**Il tuo compito**
Rinomina "dark volcanic rock" in "pale limestone rock" in tutto l'elenco che segue e riscrivi le righe lasciando invariato tutto il resto.

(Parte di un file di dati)
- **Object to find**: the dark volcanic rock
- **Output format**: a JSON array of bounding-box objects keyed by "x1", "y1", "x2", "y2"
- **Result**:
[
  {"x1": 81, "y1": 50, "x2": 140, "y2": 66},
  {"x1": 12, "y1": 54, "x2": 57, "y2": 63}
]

**Soluzione dell'esercizio**
- **Object to find**: the pale limestone rock
- **Output format**: a JSON array of bounding-box objects keyed by "x1", "y1", "x2", "y2"
- **Result**:
[
  {"x1": 81, "y1": 50, "x2": 140, "y2": 66},
  {"x1": 12, "y1": 54, "x2": 57, "y2": 63}
]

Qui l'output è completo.